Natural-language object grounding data
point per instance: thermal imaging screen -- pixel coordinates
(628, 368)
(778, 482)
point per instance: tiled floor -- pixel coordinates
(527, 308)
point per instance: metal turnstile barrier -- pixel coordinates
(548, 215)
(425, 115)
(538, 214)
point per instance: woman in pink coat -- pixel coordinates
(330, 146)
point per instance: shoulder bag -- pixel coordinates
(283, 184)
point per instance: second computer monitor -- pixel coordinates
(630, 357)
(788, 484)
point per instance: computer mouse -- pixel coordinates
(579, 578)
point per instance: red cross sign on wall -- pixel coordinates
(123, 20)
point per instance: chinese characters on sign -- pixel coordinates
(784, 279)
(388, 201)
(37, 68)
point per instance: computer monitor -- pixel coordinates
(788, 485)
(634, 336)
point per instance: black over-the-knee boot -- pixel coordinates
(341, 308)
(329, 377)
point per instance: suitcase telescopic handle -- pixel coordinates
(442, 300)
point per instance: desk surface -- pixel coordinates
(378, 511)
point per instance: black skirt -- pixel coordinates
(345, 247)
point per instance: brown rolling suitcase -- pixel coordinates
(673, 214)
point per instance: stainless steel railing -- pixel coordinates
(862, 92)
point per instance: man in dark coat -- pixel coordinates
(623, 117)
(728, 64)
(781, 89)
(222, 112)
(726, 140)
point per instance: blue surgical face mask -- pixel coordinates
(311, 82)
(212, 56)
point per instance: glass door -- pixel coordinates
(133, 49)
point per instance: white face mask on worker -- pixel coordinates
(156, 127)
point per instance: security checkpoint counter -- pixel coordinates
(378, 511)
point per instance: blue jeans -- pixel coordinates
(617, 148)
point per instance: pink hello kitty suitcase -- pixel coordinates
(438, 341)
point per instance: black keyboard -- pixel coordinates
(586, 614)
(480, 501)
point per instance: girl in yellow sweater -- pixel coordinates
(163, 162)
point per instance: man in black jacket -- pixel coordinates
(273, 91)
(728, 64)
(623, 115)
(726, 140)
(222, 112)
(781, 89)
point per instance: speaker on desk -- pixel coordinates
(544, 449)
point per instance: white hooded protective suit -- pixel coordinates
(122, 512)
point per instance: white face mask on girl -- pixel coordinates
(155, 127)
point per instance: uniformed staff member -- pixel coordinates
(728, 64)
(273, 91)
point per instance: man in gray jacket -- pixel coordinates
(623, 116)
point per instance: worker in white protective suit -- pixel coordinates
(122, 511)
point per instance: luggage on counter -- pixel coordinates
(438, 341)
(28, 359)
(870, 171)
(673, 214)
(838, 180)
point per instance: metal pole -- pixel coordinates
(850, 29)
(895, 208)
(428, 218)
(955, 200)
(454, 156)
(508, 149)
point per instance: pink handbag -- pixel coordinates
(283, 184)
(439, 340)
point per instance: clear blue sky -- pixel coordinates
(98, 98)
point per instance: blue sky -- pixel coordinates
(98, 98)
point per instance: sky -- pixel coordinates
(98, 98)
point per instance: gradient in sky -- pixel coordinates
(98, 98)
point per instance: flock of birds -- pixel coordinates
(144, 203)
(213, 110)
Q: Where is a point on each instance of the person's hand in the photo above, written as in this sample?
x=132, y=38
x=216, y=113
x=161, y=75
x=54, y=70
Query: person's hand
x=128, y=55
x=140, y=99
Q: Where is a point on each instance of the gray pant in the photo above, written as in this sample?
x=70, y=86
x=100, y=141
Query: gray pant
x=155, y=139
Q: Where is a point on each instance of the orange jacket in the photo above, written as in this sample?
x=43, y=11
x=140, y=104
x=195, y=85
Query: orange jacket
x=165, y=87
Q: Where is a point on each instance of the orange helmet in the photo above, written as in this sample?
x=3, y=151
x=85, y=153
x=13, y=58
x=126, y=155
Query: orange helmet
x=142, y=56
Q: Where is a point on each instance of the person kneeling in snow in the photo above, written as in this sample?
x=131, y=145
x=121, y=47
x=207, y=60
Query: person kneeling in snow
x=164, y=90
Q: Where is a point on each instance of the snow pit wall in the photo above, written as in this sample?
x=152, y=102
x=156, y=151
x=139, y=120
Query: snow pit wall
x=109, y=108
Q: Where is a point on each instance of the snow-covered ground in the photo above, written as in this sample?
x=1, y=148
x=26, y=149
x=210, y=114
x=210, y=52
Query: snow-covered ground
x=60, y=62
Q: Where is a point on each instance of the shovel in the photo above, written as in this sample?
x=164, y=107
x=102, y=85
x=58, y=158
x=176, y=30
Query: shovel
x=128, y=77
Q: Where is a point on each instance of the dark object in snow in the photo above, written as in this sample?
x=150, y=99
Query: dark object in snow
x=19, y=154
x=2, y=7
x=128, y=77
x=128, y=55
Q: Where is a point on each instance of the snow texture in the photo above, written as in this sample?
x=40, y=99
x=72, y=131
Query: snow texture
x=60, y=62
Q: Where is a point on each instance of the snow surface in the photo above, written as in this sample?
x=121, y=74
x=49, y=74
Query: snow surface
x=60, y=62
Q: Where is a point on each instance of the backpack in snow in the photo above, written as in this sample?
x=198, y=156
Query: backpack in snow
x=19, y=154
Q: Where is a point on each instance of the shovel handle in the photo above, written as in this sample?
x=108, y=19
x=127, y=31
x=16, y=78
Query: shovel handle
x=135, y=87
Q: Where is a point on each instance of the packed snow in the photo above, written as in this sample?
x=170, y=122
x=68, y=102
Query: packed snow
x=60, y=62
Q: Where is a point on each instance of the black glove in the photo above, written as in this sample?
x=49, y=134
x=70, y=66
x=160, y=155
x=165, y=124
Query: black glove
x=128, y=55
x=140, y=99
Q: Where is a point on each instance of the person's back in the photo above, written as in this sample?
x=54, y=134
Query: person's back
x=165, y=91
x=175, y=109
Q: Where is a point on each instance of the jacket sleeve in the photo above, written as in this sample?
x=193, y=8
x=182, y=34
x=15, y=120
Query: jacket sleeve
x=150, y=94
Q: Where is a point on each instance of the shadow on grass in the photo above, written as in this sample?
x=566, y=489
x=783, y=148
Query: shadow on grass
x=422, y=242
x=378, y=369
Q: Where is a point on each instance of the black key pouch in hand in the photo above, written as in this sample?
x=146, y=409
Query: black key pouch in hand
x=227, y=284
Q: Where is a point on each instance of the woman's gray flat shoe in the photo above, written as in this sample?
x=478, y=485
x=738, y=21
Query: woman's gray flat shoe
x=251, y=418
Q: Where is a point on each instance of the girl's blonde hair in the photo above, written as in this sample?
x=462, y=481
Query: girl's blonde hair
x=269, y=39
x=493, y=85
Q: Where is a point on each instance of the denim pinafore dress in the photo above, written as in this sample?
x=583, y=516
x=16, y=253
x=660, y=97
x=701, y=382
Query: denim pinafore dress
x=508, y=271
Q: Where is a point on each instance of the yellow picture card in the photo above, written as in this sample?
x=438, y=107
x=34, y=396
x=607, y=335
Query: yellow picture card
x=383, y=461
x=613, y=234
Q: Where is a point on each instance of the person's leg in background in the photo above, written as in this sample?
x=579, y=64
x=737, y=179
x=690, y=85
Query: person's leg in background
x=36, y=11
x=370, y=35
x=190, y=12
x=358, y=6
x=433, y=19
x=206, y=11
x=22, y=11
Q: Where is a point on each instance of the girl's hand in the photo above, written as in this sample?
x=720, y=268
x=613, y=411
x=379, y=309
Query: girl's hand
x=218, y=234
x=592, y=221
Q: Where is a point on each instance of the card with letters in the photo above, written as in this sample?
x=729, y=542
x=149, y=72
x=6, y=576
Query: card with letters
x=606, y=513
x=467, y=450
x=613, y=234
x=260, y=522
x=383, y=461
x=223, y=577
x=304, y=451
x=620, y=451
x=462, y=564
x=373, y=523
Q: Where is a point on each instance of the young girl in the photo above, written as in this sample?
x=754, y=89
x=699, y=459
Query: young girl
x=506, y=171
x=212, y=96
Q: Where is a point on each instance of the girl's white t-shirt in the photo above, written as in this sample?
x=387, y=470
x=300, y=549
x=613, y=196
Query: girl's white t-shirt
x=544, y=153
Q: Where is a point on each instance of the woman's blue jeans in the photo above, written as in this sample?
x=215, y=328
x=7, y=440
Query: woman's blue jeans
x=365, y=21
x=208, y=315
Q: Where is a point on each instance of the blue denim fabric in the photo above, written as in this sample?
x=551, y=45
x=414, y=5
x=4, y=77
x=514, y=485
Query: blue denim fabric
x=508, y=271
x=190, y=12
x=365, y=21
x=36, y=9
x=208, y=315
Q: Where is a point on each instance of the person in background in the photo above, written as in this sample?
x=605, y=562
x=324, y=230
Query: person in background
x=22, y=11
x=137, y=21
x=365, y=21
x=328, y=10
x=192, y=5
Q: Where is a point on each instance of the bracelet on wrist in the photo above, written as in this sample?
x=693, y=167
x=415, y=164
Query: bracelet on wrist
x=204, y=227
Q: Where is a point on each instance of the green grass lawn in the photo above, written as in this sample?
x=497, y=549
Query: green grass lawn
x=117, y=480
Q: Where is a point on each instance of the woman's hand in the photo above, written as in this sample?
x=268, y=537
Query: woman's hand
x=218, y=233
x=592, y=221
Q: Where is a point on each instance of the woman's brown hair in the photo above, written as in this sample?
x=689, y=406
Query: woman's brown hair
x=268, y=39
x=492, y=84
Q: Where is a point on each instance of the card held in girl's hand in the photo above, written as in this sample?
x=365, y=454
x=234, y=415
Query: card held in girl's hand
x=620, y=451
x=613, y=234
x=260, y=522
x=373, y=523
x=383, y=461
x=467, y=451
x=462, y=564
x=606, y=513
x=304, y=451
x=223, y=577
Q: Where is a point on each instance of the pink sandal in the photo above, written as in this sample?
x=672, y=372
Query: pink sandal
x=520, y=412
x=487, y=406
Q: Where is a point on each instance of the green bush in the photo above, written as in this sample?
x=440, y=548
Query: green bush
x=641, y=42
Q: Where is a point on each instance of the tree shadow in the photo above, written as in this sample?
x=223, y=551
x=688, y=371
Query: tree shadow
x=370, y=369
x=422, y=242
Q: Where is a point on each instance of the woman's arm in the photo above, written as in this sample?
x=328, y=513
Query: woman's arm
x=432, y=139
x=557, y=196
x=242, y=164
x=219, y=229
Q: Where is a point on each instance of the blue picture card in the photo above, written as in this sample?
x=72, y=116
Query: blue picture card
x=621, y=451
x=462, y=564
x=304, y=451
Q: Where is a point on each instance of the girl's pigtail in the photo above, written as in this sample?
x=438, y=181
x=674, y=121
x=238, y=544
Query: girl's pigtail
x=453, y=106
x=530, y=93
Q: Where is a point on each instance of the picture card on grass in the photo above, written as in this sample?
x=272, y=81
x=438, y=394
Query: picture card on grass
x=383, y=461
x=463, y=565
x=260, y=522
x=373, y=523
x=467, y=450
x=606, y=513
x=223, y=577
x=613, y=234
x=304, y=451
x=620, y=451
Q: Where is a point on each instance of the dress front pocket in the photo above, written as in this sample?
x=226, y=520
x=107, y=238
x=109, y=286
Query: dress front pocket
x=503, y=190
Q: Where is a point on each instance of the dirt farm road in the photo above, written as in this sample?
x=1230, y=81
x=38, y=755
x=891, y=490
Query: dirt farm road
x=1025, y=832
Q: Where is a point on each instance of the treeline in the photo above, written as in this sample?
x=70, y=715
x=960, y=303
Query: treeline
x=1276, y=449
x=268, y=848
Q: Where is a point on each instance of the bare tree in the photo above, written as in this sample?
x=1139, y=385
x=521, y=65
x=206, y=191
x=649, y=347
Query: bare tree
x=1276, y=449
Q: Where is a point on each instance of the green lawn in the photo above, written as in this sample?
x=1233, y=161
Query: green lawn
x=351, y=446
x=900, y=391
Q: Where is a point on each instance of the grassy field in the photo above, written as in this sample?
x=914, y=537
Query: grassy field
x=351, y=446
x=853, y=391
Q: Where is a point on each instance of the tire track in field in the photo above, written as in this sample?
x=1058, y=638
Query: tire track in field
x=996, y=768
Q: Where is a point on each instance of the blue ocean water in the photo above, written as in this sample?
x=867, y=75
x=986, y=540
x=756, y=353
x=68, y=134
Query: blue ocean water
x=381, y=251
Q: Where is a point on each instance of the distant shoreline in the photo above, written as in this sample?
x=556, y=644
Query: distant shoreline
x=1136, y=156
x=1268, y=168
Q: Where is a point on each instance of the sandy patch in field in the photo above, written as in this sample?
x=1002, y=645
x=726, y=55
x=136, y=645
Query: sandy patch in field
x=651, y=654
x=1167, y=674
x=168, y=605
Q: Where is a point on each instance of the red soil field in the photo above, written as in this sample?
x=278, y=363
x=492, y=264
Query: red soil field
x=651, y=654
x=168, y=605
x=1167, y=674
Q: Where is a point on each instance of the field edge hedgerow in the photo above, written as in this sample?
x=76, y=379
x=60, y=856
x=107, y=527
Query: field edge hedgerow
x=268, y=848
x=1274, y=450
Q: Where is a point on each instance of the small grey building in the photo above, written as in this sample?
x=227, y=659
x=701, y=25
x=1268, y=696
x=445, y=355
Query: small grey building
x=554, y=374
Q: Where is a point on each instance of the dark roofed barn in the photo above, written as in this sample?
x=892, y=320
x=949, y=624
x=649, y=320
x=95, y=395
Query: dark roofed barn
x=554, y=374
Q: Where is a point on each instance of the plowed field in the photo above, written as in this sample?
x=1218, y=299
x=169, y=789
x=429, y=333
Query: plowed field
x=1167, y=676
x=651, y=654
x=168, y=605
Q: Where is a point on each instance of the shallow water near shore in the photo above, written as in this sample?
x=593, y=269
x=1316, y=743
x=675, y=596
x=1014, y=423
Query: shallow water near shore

**Activity:** When the word "shallow" shows up in a line of the entries, report that line.

**Reply to the task:**
Q: Where is a point on each instance of the shallow water near shore in the photo above, written as in this sample?
Query: shallow water near shore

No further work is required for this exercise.